# Exercise material
-- start --

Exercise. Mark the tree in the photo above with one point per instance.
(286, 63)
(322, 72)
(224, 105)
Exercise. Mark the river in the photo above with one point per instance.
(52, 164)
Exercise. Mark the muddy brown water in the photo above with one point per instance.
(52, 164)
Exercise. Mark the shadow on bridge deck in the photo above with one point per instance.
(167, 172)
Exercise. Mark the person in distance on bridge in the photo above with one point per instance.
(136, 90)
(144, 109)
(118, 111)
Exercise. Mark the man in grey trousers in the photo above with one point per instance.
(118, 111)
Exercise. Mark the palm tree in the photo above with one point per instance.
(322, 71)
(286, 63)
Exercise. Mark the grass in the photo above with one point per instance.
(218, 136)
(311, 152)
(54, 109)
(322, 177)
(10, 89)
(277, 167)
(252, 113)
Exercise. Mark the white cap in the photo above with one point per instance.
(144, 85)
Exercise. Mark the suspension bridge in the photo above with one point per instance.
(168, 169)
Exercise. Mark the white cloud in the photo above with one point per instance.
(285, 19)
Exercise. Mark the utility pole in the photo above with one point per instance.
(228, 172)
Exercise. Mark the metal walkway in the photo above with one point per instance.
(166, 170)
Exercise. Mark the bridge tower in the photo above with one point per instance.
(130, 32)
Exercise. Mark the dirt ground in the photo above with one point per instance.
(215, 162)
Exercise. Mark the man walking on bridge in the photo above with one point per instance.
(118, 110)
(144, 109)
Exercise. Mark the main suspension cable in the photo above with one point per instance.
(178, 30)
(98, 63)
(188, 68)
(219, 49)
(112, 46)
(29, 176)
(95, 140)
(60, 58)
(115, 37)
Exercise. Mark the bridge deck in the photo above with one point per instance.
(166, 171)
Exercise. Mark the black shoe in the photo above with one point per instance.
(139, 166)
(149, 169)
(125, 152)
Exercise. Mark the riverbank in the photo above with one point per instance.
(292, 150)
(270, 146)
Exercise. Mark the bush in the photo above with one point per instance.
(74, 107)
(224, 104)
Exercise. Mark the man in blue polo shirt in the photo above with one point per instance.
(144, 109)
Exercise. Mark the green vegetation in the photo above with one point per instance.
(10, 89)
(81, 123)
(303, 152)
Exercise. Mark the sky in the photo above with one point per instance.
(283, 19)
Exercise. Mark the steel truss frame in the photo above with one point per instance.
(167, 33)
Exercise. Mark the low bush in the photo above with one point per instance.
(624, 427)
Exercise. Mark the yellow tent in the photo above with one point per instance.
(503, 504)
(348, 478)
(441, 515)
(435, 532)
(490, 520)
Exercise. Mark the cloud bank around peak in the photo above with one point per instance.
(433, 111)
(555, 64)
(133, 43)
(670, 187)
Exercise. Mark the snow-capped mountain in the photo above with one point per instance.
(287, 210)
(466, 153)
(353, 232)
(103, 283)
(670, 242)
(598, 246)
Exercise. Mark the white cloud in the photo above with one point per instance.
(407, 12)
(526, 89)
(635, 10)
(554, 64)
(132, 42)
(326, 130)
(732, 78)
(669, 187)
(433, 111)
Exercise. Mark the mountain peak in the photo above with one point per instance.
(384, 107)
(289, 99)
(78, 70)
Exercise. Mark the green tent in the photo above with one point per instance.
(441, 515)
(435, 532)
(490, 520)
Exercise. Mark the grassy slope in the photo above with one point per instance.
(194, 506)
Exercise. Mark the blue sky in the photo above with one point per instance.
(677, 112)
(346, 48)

-- end --

# Instructions for the task
Copy out, word for word, everything in the records above from the line that contains "Exercise. Mark the green tent" down to the end of the records, including that first line.

# Task solution
Exercise. Mark the green tent in the photo above with one point per instance.
(441, 515)
(435, 532)
(490, 520)
Exercise. Mark the grassy slope in the photo above with one point per instance.
(194, 506)
Exercise. Mark the blue sky in the photo above with one point per instance.
(677, 112)
(346, 48)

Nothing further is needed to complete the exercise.